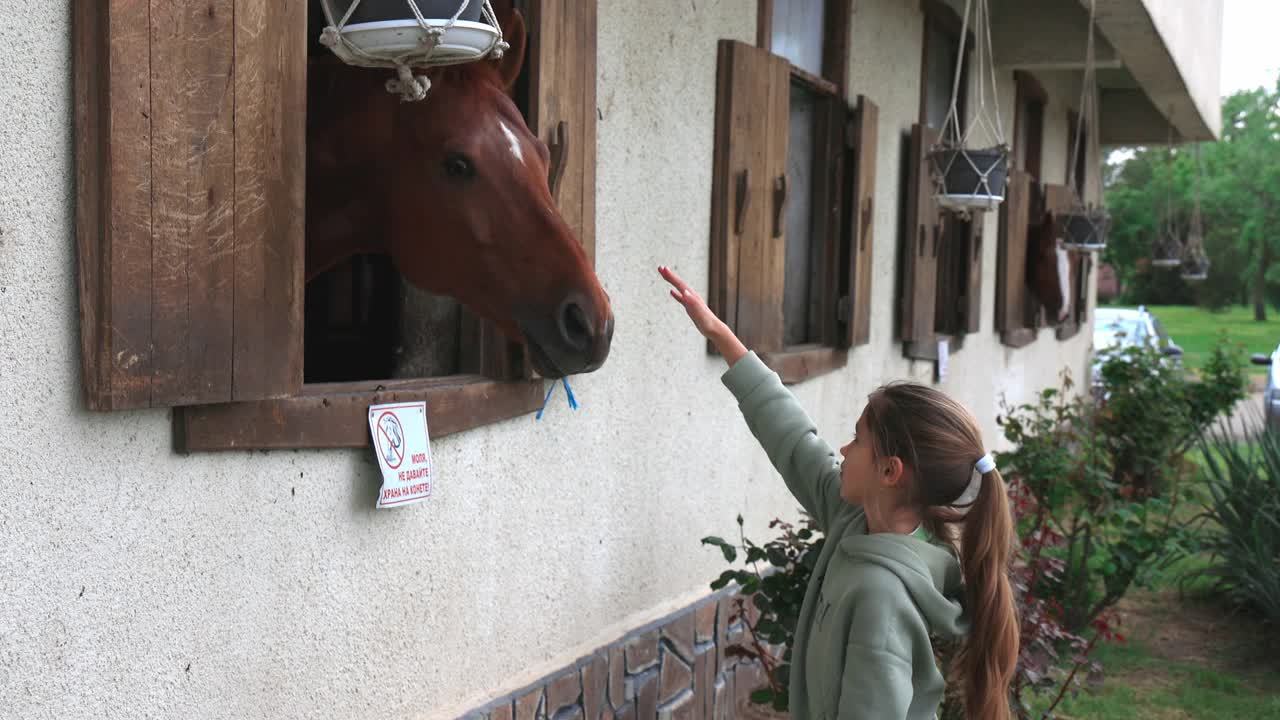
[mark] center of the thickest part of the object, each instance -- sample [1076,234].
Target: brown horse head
[455,188]
[1048,270]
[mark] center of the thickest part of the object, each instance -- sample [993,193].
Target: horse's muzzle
[574,338]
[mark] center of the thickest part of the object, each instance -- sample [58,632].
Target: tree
[1240,205]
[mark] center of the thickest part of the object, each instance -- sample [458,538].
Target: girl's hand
[699,313]
[707,323]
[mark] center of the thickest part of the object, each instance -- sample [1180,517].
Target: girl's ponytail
[990,654]
[938,440]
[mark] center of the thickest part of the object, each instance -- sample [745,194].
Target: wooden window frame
[935,237]
[940,16]
[1028,92]
[1018,317]
[844,181]
[268,405]
[1057,199]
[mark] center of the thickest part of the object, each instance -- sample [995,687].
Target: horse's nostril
[575,326]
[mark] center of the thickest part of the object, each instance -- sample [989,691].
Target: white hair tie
[984,465]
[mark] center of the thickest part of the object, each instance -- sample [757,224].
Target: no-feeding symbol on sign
[391,440]
[403,451]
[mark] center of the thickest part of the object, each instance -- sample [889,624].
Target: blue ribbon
[568,391]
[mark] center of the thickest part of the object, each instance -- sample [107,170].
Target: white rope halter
[408,86]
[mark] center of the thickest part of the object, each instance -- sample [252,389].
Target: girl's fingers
[670,276]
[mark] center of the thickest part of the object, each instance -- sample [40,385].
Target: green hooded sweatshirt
[862,643]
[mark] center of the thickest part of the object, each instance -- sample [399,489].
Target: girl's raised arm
[707,323]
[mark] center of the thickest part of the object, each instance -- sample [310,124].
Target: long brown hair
[940,441]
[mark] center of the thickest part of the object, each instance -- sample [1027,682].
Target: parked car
[1118,328]
[1271,395]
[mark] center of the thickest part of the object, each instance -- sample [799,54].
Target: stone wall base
[671,669]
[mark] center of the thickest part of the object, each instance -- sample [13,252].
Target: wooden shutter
[749,192]
[860,219]
[1011,261]
[190,200]
[970,302]
[920,255]
[562,104]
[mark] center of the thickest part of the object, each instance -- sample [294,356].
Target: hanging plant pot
[384,10]
[1084,229]
[388,33]
[969,180]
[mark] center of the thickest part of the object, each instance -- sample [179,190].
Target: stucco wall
[137,583]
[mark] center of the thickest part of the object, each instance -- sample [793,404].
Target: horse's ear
[513,59]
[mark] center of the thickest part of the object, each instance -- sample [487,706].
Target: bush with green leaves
[1150,411]
[1242,519]
[775,595]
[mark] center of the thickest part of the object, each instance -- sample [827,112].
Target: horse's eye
[457,165]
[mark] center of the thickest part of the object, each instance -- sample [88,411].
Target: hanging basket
[1084,229]
[969,180]
[402,35]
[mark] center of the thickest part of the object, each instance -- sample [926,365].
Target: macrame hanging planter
[969,178]
[1082,227]
[1194,259]
[403,35]
[1168,249]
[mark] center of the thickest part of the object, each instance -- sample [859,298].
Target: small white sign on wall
[944,352]
[403,451]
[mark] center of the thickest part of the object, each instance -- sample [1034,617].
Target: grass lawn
[1197,331]
[1185,659]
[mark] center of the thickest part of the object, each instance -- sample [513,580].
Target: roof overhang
[1157,60]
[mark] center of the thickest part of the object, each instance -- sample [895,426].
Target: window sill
[805,361]
[1019,337]
[334,414]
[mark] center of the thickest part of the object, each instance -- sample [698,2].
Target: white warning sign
[403,451]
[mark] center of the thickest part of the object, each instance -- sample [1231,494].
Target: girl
[890,572]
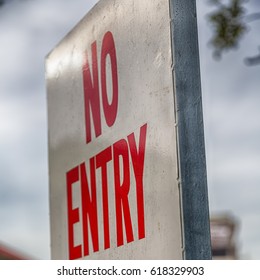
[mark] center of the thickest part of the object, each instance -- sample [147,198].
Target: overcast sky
[29,29]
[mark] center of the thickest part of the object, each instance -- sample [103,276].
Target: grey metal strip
[193,180]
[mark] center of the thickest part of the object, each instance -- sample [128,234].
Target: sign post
[126,146]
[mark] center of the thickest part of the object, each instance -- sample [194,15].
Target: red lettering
[91,94]
[89,207]
[102,159]
[72,176]
[120,149]
[108,48]
[91,87]
[123,153]
[138,164]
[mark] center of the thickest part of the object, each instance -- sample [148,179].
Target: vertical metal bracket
[191,147]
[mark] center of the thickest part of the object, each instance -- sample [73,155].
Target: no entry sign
[115,158]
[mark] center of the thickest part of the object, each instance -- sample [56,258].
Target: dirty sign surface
[112,138]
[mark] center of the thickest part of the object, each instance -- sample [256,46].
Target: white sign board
[112,138]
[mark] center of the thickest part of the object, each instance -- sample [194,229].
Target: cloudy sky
[29,29]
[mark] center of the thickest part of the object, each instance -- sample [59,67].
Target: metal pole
[191,147]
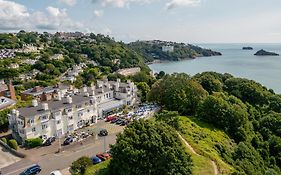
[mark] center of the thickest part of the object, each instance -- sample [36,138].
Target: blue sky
[193,21]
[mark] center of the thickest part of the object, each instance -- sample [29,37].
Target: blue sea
[240,63]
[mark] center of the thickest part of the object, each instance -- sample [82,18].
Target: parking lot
[6,158]
[86,142]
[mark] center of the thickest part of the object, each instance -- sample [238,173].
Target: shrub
[4,140]
[79,166]
[13,144]
[34,142]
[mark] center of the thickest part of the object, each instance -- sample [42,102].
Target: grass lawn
[98,169]
[203,139]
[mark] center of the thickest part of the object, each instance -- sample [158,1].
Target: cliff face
[265,53]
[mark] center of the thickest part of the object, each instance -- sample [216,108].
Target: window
[44,126]
[21,131]
[68,110]
[70,128]
[30,121]
[44,117]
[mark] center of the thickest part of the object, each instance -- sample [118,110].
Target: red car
[110,118]
[103,156]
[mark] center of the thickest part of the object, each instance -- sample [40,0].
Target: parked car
[96,160]
[68,140]
[103,156]
[110,118]
[34,169]
[49,141]
[124,123]
[56,172]
[119,121]
[114,120]
[103,132]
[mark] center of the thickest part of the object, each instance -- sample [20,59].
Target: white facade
[66,114]
[168,48]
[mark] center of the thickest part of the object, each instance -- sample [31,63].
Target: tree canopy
[150,148]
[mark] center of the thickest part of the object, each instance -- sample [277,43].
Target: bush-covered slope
[153,50]
[245,110]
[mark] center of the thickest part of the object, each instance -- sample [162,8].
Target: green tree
[144,90]
[226,112]
[13,144]
[177,92]
[150,148]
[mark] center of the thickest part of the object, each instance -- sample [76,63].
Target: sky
[188,21]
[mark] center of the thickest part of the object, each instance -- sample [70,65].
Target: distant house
[7,90]
[13,66]
[6,102]
[57,57]
[29,61]
[129,71]
[6,53]
[44,93]
[28,48]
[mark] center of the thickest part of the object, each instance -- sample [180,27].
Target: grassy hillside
[204,139]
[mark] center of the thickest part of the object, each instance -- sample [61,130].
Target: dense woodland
[151,50]
[248,112]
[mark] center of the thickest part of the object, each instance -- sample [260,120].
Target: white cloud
[55,19]
[175,3]
[98,13]
[120,3]
[14,16]
[68,2]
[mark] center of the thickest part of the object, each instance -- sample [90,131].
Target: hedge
[32,143]
[13,144]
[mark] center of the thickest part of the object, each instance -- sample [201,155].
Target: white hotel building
[71,111]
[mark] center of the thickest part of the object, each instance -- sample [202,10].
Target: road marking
[17,170]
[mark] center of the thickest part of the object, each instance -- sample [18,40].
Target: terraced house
[71,111]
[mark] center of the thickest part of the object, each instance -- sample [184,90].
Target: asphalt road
[50,162]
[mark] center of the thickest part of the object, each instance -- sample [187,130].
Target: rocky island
[247,48]
[265,53]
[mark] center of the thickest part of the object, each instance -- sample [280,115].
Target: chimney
[45,106]
[12,91]
[85,89]
[59,96]
[34,103]
[15,112]
[99,83]
[117,84]
[92,91]
[69,100]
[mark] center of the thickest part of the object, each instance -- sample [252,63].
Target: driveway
[6,158]
[49,159]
# # # # # # #
→ **PROBLEM TO WORK ON**: Output all the entries above verbatim, please. No images.

→ **RESPONSE TO THE TASK**:
[mark] center of the thickest part of the object, each instance -- sample [1076,234].
Target: brown horse head
[455,188]
[1048,270]
[mark] center of the thickest part of the object, each instance -- sample [993,193].
Target: horse's muzzle
[574,338]
[mark] center of the thickest part of the object, each instance -- sample [58,632].
Target: tree
[1240,205]
[mark] center of the thickest part of the object, each instance -- sample [458,538].
Target: girl's hand
[699,313]
[707,323]
[mark] center of the thickest part of the object, each instance -- sample [1180,517].
Target: girl's ponytail
[990,654]
[938,440]
[mark] center of the thickest part of the object, each instance -- sample [745,194].
Target: wooden window frame
[935,237]
[940,16]
[1028,92]
[1018,317]
[844,181]
[268,405]
[1057,199]
[mark] center of the thickest part of the object, each instance -- sample [995,687].
Target: horse's nostril
[575,326]
[mark] center of the thickest part of the object, each instance -- sample [989,691].
Target: white hair tie
[984,465]
[mark] center of the thickest part of the object, each instance -- sample [757,224].
Target: no-feeding symbol on sign
[391,440]
[403,451]
[mark] center of the thickest part of the object, each instance -- sample [889,624].
Target: blue ribbon
[568,391]
[mark] center of the thickest part of the object, each instance -- sample [107,170].
Target: white rope halter
[408,86]
[mark] center of the thickest part of the object, each instance -- sample [252,389].
Target: girl's fingers
[670,276]
[mark] center of the thickest part of the object, each instance -- sample [40,385].
Target: green hooded sweatshirt
[862,643]
[mark] center of the thickest part of the object, each instance -- sample [399,489].
Target: girl's raised arm
[707,323]
[mark] center of the thickest part of the object, each instance -- sample [310,124].
Target: long brown hair
[940,441]
[mark] center of the thickest part of the object, each instance -- sample [1027,682].
Target: parked car
[1118,328]
[1271,395]
[mark] center of the thickest part of the object, each instance -- sample [799,54].
Target: stone wall base
[671,669]
[mark] center of the thickest part of the object, each instance -- sample [13,252].
Target: wooden shutter
[749,192]
[860,219]
[1011,261]
[190,200]
[970,302]
[920,255]
[562,104]
[mark] center of the thickest part of the object, each instance -- sample [294,356].
Target: hanging plant pot
[384,10]
[1084,229]
[388,33]
[969,180]
[mark] center of the thickest part of the object, each instance -- sample [179,190].
Target: stucco wall
[137,583]
[mark] center of the thickest part of the object, each instance -- sample [793,404].
Target: horse's ear
[513,59]
[mark] center of the thickest part of the object, each instance -- sample [487,706].
Target: bush with green leaves
[1150,411]
[1242,519]
[775,595]
[mark] center of the thickest part of the object, each instance -- sample [827,112].
Target: horse's eye
[457,165]
[mark] center of the thickest part of the object, each instance -- sample [88,411].
Target: hanging basket
[1084,229]
[969,180]
[402,35]
[mark] center of the thickest part of the object, each instance -- sample [926,365].
Target: macrame hanging planter
[969,178]
[1082,227]
[1194,259]
[403,35]
[1168,249]
[mark] center of the thickest part of the object, each instance -- sample [859,298].
Target: small white sign on wall
[944,352]
[403,451]
[mark] center of the thickest part of the object, each instance -- sample [1034,617].
Target: grass lawn
[1197,331]
[1185,659]
[mark] center of the thickest part of the object, each instance -- sample [513,580].
Target: roof overhang
[1157,60]
[mark] center of the thickest part of the object, each instance -- sample [895,426].
Target: window sill
[805,361]
[1019,337]
[334,414]
[mark] center of the thickest part of the object, each instance -- sample [698,2].
Target: white warning sign
[403,451]
[mark] center of the thickest part of the object, each instance -- sample [1231,494].
Target: girl
[890,572]
[mark] center of the thickest part of the object, each instance -- sample [147,198].
Target: overcast sky
[29,29]
[mark] center of the thickest part of the object, each instance -- sample [103,276].
Target: grey metal strip
[193,180]
[mark] center of the thickest part of the object, each instance -- sample [128,234].
Target: sign post
[126,146]
[mark] center of the thickest part of the object, each instance -- sample [194,15].
Target: red lettering
[91,94]
[89,207]
[102,159]
[72,176]
[120,149]
[108,48]
[91,87]
[123,153]
[138,164]
[mark] center of the thickest part of the object, each instance -- sample [148,179].
Target: vertical metal bracket
[191,147]
[mark] center of the thickest part of the object, each instance -- sample [73,155].
Target: no entry sign
[115,158]
[mark] center of the thickest part of the object, each instance -- sample [56,258].
Target: dirty sign surface
[112,138]
[mark] center of the thickest part of the object, each instance -- sample [256,46].
Target: white sign board
[112,138]
[mark] center of the thickest part of the object, each instance -- sample [194,229].
Target: cloudy sky
[29,29]
[mark] center of the thickest part of the object, each instance -- sample [59,67].
Target: metal pole
[191,147]
[mark] center of the thickest part of the object, each instance -- sample [36,138].
Target: blue sky
[193,21]
[mark] center of the thickest part of the object, each instance -- sample [29,37].
Target: blue sea
[240,63]
[mark] center of the thickest part of the object, each instance -- sample [82,18].
Target: parking lot
[6,158]
[86,142]
[mark] center of the thickest part of the object, each instance -- sample [238,173].
Target: shrub
[4,140]
[79,166]
[13,144]
[34,142]
[mark] center of the thickest part of the object, each instance -- sample [42,102].
Target: grass lawn
[98,169]
[203,139]
[mark] center of the thickest part of the object, each instance -- sample [158,1].
Target: cliff face
[265,53]
[mark] center of the thickest part of the object, each instance -- sample [216,108].
Target: window
[44,126]
[21,131]
[68,110]
[70,128]
[30,121]
[44,117]
[mark] center of the thickest part of the object, each instance -- sample [118,110].
Target: red car
[110,118]
[103,156]
[mark] center of the thickest part of the object, each instance -- sample [40,0].
Target: parked car
[96,160]
[68,140]
[103,156]
[110,118]
[34,169]
[49,141]
[124,123]
[56,172]
[119,121]
[114,120]
[103,132]
[mark] center of the thickest part of the object, each instance -- sample [20,59].
Target: white facade
[66,114]
[168,48]
[mark] center of the thickest part of the object, each instance -- sample [31,63].
Target: tree canopy
[150,148]
[mark] center of the thickest part of the object, each instance -- sample [277,43].
Target: bush-covered slope
[153,50]
[245,110]
[mark] center of the thickest part of the object, each instance -- sample [162,8].
Target: green tree
[144,90]
[226,112]
[13,144]
[177,92]
[150,148]
[mark] center of the thickest part of the object, each instance -- sample [76,63].
Target: sky
[188,21]
[mark] center of the thickest part of the object, each instance -- sample [70,65].
Target: distant house
[7,90]
[13,66]
[6,102]
[57,57]
[29,61]
[129,71]
[6,53]
[44,93]
[28,48]
[mark] center of the thickest part of the object, each instance -- sample [180,27].
Target: grassy hillside
[204,139]
[mark] center of the thickest part of the object, each instance -- sample [61,130].
Target: dense woodland
[151,50]
[248,112]
[mark] center of the thickest part of the object, each instance -- sample [260,120].
Target: white cloud
[55,19]
[175,3]
[98,13]
[120,3]
[14,16]
[68,2]
[mark] center of the thickest part of the object, each instance -- sample [90,131].
Target: hedge
[32,143]
[13,144]
[mark] center of the thickest part of the object, each instance -- sample [201,155].
Target: white hotel building
[71,111]
[mark] center of the thickest part of the object, each instance -- sample [202,10].
Target: road marking
[17,170]
[mark] center of the thickest part of the object, each instance -- sample [18,40].
Target: terraced house
[71,111]
[mark] center of the thickest part of the object, each instance -- sample [184,90].
Target: asphalt road
[50,162]
[mark] center of the thickest part of the object, each instance -- sample [187,130].
Target: rocky island
[247,48]
[265,53]
[mark] center of the thickest part of the object, each instance -- sample [280,115].
Target: chimney
[45,106]
[12,91]
[85,89]
[59,96]
[34,103]
[15,112]
[99,83]
[117,84]
[92,91]
[69,100]
[mark] center of the thickest part of the object, each instance -- sample [252,63].
Target: driveway
[6,158]
[49,159]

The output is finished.